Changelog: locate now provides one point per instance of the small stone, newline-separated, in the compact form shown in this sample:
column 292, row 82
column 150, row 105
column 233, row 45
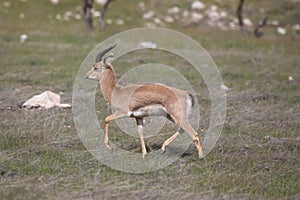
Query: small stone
column 198, row 5
column 23, row 38
column 148, row 15
column 281, row 30
column 169, row 19
column 174, row 10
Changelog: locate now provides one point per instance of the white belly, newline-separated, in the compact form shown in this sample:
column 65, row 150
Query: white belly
column 151, row 110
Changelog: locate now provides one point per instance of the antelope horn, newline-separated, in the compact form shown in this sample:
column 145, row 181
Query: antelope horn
column 102, row 53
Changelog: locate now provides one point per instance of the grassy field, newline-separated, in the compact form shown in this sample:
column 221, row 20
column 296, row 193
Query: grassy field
column 42, row 157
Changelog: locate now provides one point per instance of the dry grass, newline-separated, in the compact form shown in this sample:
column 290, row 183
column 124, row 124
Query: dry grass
column 42, row 157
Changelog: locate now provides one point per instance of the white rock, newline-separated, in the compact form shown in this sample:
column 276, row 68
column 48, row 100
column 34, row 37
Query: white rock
column 46, row 99
column 213, row 8
column 157, row 20
column 232, row 25
column 223, row 14
column 22, row 15
column 213, row 15
column 247, row 22
column 58, row 17
column 6, row 4
column 78, row 16
column 54, row 2
column 224, row 87
column 147, row 44
column 274, row 23
column 150, row 24
column 196, row 17
column 23, row 38
column 174, row 10
column 148, row 15
column 109, row 21
column 169, row 19
column 281, row 30
column 95, row 13
column 120, row 22
column 198, row 5
column 185, row 13
column 101, row 2
column 142, row 5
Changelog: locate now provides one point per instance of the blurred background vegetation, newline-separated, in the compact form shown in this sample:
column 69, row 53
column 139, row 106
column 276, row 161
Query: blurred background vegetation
column 42, row 44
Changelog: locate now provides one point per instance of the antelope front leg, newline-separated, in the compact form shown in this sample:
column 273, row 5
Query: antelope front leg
column 139, row 122
column 194, row 135
column 168, row 141
column 109, row 118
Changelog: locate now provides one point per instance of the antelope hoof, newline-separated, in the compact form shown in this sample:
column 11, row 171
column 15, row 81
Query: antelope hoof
column 144, row 155
column 108, row 146
column 201, row 155
column 163, row 148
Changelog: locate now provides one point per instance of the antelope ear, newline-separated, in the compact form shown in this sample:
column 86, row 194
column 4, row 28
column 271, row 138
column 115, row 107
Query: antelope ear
column 104, row 63
column 110, row 57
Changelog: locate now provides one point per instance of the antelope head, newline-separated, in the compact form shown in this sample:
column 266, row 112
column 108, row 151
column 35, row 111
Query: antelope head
column 102, row 63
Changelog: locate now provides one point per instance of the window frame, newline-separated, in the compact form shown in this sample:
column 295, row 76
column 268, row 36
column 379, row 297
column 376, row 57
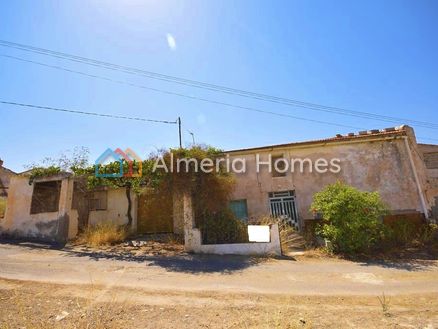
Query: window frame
column 38, row 206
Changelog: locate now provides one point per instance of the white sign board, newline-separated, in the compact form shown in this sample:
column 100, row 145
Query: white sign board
column 258, row 233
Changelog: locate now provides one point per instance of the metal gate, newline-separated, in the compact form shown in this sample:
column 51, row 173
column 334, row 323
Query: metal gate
column 283, row 206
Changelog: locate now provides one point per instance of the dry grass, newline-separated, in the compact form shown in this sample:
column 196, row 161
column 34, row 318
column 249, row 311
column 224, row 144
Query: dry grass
column 103, row 234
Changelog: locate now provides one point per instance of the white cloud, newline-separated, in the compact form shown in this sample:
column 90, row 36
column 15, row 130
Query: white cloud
column 201, row 119
column 171, row 42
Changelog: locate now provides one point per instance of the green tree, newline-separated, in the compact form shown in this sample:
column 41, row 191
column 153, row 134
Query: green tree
column 351, row 218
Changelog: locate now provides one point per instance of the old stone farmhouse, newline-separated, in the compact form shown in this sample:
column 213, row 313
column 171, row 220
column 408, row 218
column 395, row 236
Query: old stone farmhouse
column 388, row 161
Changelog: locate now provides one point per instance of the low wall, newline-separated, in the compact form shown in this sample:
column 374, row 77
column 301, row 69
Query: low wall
column 193, row 243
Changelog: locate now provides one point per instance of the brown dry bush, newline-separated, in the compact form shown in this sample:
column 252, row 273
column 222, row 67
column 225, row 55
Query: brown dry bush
column 103, row 234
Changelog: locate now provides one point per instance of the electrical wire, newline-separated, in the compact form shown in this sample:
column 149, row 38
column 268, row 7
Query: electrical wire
column 214, row 87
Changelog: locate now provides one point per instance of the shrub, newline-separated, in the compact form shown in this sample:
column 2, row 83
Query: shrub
column 223, row 227
column 103, row 234
column 351, row 218
column 2, row 207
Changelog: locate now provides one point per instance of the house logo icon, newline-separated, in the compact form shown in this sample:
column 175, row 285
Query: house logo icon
column 128, row 156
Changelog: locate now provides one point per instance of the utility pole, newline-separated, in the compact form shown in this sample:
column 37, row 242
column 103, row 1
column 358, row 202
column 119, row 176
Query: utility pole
column 193, row 136
column 179, row 131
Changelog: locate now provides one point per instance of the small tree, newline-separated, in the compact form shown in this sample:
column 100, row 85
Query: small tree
column 351, row 218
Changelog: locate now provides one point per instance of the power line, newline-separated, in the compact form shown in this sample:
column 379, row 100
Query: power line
column 214, row 87
column 114, row 116
column 227, row 105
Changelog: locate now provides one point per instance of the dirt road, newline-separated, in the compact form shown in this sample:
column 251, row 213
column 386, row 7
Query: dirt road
column 64, row 288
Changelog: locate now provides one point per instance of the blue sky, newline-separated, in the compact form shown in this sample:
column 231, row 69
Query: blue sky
column 373, row 56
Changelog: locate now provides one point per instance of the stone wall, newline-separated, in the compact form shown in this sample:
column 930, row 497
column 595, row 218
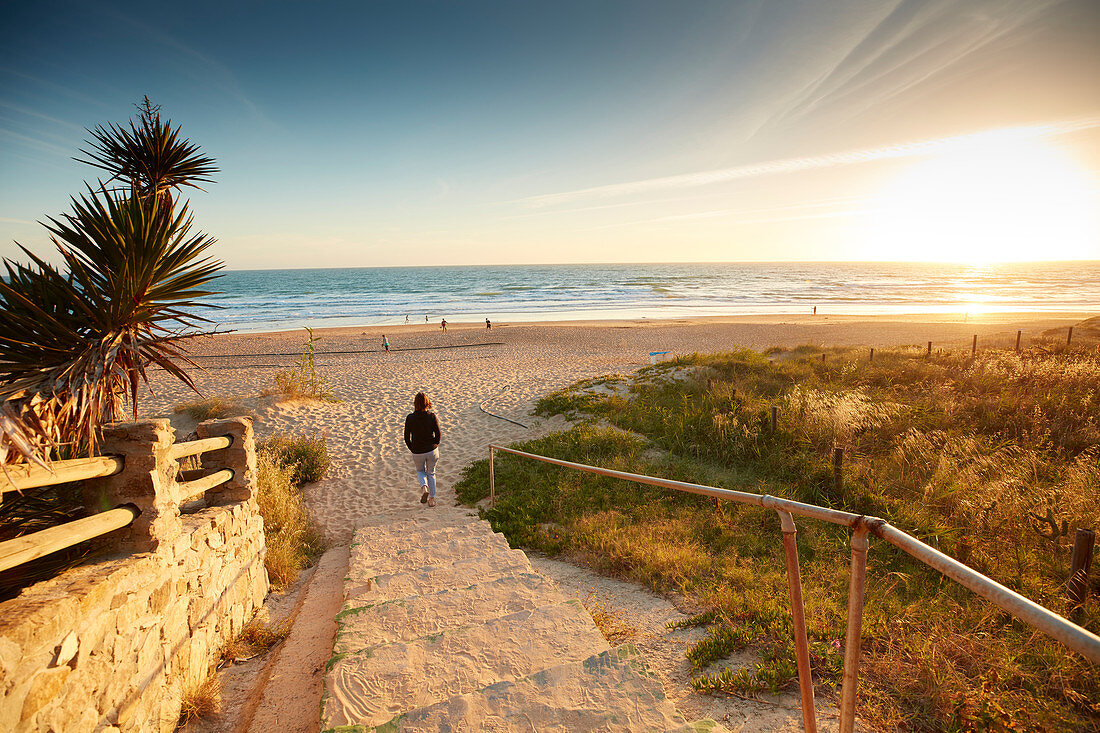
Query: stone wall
column 113, row 646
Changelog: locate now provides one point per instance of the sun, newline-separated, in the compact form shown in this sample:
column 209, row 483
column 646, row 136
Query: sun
column 988, row 200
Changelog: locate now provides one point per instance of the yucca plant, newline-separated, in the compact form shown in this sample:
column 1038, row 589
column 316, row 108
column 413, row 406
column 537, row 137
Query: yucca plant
column 150, row 157
column 76, row 340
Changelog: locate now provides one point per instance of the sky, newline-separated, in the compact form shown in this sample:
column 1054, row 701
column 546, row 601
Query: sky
column 405, row 133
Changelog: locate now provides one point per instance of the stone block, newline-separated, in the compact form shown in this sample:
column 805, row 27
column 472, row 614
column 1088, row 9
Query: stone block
column 147, row 481
column 66, row 652
column 43, row 688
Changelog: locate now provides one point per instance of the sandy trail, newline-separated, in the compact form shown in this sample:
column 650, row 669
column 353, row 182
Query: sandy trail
column 506, row 370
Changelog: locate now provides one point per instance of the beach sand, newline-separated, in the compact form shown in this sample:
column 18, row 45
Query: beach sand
column 471, row 370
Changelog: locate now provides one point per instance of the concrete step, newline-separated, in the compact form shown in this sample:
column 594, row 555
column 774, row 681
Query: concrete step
column 371, row 542
column 369, row 547
column 702, row 725
column 372, row 686
column 420, row 615
column 608, row 691
column 444, row 575
column 420, row 556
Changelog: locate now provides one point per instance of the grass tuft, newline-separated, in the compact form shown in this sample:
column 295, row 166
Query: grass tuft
column 255, row 638
column 306, row 455
column 294, row 542
column 202, row 700
column 993, row 459
column 210, row 408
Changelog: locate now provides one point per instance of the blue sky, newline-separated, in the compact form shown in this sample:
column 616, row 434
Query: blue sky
column 395, row 133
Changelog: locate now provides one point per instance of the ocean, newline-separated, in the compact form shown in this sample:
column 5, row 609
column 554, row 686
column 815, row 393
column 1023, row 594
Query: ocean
column 272, row 299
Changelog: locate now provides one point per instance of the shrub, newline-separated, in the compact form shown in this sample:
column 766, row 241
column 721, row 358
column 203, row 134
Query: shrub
column 306, row 455
column 293, row 539
column 209, row 408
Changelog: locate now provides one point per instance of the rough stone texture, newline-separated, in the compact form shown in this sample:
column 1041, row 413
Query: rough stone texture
column 113, row 645
column 426, row 555
column 609, row 691
column 371, row 686
column 476, row 641
column 421, row 615
column 446, row 573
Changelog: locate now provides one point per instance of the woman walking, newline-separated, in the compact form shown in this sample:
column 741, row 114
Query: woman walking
column 421, row 437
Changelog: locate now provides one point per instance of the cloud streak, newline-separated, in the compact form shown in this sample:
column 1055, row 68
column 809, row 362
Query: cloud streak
column 915, row 149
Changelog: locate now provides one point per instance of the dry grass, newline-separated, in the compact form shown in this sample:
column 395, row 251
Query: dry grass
column 255, row 638
column 613, row 623
column 993, row 459
column 202, row 700
column 210, row 408
column 294, row 542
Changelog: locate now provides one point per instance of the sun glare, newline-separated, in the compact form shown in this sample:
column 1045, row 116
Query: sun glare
column 989, row 200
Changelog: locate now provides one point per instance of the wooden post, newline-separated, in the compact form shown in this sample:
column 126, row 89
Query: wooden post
column 838, row 470
column 1079, row 567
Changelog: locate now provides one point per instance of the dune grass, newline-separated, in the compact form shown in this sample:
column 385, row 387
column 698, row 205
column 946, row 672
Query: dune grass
column 293, row 539
column 992, row 460
column 210, row 408
column 306, row 455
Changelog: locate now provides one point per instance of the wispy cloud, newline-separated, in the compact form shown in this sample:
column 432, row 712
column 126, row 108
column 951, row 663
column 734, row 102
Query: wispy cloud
column 833, row 208
column 914, row 149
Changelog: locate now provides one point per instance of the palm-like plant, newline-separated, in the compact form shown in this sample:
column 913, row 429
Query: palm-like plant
column 150, row 157
column 75, row 342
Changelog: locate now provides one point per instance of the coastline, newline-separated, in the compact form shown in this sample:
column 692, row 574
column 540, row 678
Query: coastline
column 470, row 370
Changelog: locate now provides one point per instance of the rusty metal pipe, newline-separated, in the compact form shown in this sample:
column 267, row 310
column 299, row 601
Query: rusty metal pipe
column 1048, row 622
column 740, row 496
column 492, row 480
column 799, row 626
column 857, row 583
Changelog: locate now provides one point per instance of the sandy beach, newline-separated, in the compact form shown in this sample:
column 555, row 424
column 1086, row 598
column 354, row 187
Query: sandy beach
column 470, row 370
column 483, row 384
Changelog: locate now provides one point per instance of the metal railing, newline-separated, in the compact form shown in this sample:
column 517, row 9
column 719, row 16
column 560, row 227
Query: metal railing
column 30, row 547
column 1056, row 626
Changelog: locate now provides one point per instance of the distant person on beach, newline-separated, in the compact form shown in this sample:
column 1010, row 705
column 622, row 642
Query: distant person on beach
column 421, row 437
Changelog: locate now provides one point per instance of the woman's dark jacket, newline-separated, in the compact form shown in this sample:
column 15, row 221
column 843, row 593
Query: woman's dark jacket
column 421, row 431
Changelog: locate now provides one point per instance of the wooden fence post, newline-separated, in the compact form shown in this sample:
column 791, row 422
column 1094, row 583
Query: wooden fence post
column 1079, row 567
column 147, row 481
column 838, row 470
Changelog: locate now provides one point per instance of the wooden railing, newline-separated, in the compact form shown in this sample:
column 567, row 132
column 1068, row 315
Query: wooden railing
column 138, row 479
column 1080, row 639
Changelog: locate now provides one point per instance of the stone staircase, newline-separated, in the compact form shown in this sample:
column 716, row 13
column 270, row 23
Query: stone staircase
column 451, row 630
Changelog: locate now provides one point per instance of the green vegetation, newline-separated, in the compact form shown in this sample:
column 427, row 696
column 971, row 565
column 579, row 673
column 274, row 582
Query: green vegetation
column 77, row 339
column 993, row 460
column 293, row 539
column 210, row 408
column 306, row 455
column 304, row 381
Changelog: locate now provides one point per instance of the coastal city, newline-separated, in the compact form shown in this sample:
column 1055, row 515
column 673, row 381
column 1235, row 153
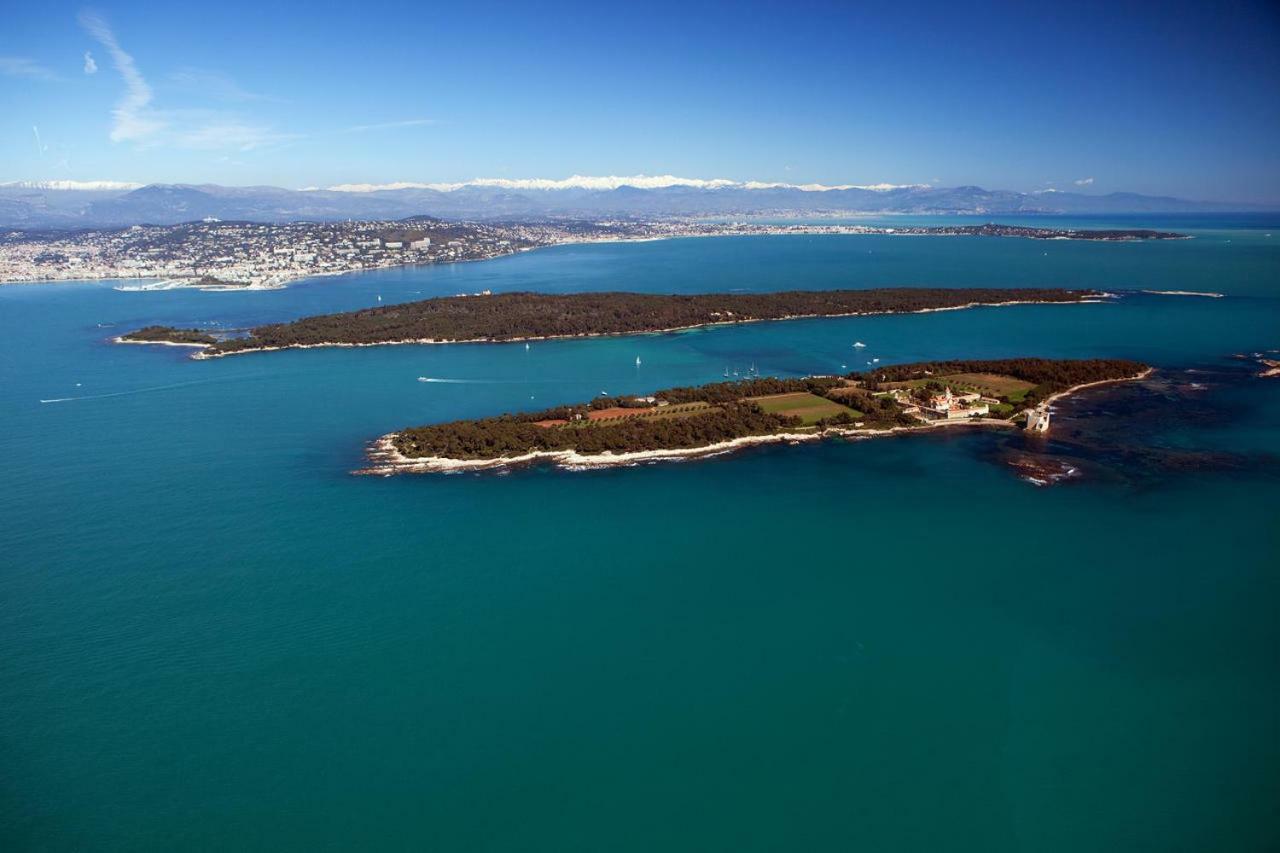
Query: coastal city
column 234, row 255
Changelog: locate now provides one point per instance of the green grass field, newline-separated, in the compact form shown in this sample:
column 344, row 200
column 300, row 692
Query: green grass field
column 986, row 383
column 809, row 407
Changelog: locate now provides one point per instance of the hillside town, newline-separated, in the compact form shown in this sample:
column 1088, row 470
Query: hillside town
column 233, row 255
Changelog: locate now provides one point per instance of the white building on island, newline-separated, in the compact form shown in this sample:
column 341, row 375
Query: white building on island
column 952, row 406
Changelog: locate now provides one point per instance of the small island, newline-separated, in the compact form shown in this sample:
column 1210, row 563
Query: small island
column 723, row 416
column 528, row 316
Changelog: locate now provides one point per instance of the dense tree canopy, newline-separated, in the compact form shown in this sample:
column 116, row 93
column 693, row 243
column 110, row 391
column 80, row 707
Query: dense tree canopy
column 728, row 410
column 508, row 316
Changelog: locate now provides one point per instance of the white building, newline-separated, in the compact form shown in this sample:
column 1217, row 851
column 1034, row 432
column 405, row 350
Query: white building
column 1037, row 419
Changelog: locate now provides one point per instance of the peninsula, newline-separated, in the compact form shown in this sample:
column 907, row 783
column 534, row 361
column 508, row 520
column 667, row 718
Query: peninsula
column 725, row 416
column 521, row 316
column 216, row 255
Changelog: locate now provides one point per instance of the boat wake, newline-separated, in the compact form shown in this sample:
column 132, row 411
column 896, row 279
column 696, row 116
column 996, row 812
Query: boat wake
column 127, row 393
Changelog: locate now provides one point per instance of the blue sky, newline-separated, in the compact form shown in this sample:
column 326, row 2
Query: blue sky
column 1175, row 99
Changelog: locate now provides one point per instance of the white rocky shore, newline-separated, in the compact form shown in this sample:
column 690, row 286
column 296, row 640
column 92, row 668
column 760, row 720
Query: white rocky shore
column 387, row 460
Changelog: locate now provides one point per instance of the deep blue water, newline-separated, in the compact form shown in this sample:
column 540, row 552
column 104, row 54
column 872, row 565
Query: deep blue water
column 214, row 637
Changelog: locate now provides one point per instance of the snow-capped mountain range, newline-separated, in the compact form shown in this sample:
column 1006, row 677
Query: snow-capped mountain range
column 77, row 204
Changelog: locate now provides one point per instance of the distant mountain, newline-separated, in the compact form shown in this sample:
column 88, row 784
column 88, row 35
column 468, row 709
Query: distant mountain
column 63, row 204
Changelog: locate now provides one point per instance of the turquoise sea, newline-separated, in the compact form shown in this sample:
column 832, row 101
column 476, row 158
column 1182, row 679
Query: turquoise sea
column 214, row 637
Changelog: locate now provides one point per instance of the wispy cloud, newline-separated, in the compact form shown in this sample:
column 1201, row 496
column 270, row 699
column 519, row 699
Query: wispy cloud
column 133, row 121
column 23, row 67
column 213, row 85
column 218, row 135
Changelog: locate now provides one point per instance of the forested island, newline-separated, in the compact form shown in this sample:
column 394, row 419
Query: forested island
column 727, row 415
column 521, row 315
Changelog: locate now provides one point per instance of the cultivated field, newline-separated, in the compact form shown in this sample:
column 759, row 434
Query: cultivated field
column 808, row 407
column 986, row 383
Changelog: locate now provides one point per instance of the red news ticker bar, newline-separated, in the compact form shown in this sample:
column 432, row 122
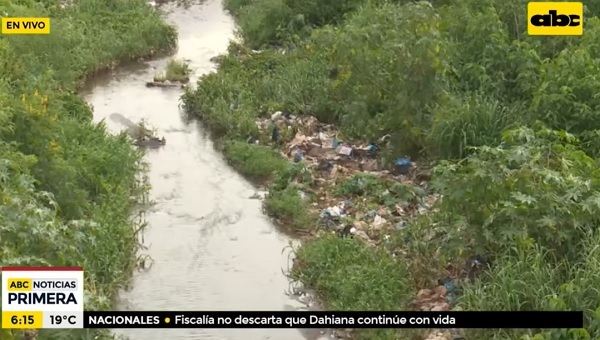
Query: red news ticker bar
column 41, row 269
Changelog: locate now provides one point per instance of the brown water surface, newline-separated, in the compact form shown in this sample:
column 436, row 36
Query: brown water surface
column 212, row 247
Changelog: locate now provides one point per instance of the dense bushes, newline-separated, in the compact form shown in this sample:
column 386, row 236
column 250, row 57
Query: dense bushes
column 67, row 187
column 511, row 120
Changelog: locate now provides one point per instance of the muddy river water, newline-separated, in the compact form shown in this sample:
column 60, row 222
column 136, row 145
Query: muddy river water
column 211, row 246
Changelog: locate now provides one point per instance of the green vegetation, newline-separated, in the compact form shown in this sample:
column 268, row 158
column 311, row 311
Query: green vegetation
column 176, row 71
column 511, row 121
column 68, row 187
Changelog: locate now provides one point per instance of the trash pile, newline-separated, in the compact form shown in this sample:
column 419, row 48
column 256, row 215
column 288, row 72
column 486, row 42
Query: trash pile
column 319, row 147
column 165, row 83
column 141, row 135
column 436, row 300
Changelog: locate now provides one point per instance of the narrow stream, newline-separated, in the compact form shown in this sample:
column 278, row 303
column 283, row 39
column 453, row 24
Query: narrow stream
column 212, row 247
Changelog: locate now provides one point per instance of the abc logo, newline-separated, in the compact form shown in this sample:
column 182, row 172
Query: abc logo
column 555, row 18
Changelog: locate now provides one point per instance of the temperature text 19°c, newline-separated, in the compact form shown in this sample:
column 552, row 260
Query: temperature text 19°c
column 63, row 319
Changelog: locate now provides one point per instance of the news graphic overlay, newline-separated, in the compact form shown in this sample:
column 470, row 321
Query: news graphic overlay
column 319, row 319
column 25, row 25
column 42, row 297
column 555, row 18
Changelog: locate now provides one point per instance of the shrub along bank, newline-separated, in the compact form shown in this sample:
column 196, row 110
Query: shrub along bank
column 510, row 120
column 67, row 187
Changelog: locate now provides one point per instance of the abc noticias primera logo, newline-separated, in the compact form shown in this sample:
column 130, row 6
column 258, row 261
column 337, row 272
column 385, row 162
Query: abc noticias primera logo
column 555, row 18
column 25, row 25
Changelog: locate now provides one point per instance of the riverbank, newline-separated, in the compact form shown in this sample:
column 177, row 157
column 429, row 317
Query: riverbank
column 474, row 108
column 69, row 186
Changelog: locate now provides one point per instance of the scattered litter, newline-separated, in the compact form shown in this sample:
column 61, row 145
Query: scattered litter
column 344, row 150
column 276, row 116
column 402, row 166
column 401, row 225
column 348, row 230
column 275, row 134
column 379, row 221
column 302, row 194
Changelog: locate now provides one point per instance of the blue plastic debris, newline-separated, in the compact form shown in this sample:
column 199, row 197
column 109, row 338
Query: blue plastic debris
column 401, row 225
column 450, row 286
column 275, row 134
column 402, row 166
column 325, row 165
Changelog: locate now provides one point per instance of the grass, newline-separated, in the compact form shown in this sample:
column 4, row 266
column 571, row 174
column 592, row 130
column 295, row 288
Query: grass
column 175, row 71
column 68, row 187
column 258, row 162
column 440, row 86
column 347, row 274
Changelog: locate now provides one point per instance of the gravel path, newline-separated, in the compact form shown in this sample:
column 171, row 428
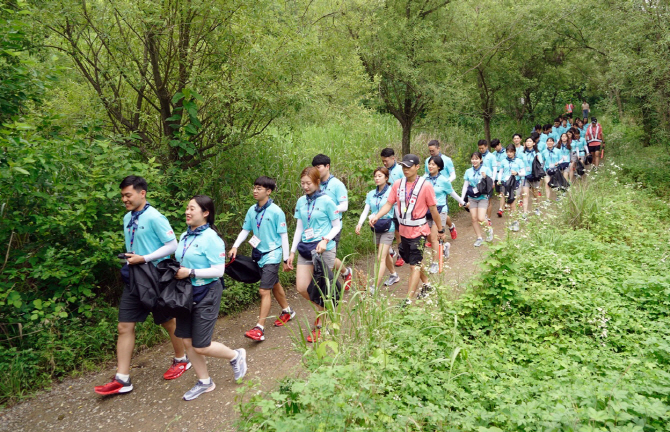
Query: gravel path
column 156, row 404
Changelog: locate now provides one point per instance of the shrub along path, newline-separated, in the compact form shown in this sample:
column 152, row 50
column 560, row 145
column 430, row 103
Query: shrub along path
column 156, row 404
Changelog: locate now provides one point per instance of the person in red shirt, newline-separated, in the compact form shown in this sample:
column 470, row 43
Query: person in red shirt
column 412, row 197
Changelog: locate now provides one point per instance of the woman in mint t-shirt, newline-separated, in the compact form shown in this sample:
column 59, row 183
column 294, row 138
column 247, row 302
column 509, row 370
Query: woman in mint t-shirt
column 202, row 256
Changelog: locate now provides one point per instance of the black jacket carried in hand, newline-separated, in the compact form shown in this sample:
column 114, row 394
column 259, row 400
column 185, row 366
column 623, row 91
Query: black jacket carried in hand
column 143, row 278
column 324, row 285
column 537, row 172
column 510, row 188
column 176, row 297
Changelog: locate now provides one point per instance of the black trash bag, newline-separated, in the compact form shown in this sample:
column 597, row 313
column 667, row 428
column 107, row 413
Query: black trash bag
column 324, row 285
column 143, row 278
column 243, row 269
column 176, row 298
column 537, row 172
column 557, row 181
column 510, row 189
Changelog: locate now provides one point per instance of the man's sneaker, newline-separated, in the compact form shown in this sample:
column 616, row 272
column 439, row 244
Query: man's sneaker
column 256, row 334
column 198, row 389
column 240, row 364
column 392, row 279
column 284, row 318
column 453, row 232
column 177, row 369
column 116, row 386
column 315, row 335
column 347, row 279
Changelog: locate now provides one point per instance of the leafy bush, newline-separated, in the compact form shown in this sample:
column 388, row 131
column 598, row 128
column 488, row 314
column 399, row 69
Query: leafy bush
column 565, row 328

■ AIM OF THE TASK
Beginning with the line that has "column 597, row 313" and ending with the line that has "column 399, row 69", set down the lines above exactly and include no others.

■ PROBLEM SOLUTION
column 597, row 313
column 667, row 428
column 107, row 413
Query: black trash bag
column 324, row 285
column 143, row 278
column 243, row 269
column 176, row 298
column 537, row 172
column 557, row 181
column 510, row 189
Changelog: locate now provides one point per instance of the man's sneaker, newline-separated, in the compact form shown in this sample:
column 616, row 272
column 439, row 244
Query: man's sneaker
column 256, row 334
column 198, row 389
column 240, row 364
column 392, row 279
column 284, row 318
column 453, row 232
column 177, row 369
column 116, row 386
column 315, row 335
column 347, row 279
Changelog: locate now provides one point per instance of the leafy bush, newline-separated, in the compact form shown in this sample:
column 388, row 131
column 598, row 128
column 488, row 314
column 399, row 69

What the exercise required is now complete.